Set task: Copy the records below verbatim, starting at the line that contains "find the lake" and ending at the final line of the records.

Exercise materials:
====================
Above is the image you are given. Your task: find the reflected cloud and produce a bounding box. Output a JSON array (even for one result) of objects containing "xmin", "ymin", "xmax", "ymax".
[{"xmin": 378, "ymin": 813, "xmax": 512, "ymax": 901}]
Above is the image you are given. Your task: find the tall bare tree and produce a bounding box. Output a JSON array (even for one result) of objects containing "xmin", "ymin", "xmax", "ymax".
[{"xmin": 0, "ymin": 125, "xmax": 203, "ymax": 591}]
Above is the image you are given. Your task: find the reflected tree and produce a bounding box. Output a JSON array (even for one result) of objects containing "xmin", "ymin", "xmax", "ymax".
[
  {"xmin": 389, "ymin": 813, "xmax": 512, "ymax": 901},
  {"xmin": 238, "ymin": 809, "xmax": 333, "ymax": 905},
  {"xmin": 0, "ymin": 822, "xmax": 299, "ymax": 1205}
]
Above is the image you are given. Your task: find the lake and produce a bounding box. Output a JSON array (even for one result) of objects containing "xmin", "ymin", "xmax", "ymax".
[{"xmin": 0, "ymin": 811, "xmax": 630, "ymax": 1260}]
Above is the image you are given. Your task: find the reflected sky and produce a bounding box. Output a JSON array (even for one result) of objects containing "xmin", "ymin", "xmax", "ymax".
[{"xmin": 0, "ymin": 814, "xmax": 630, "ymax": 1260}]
====================
Exercise answer:
Above is the image you are given. Your task: find the lake and produce a bounding box. Output a JSON array (even for one result) of objects containing "xmin", "ymin", "xmax", "ymax".
[{"xmin": 0, "ymin": 811, "xmax": 630, "ymax": 1260}]
Above is the image you are given. Your task: find the reflected sky and produce a bounding box. Output a JSON array (even for one result) of objects containing "xmin", "ymin", "xmax", "ymax".
[{"xmin": 0, "ymin": 814, "xmax": 630, "ymax": 1260}]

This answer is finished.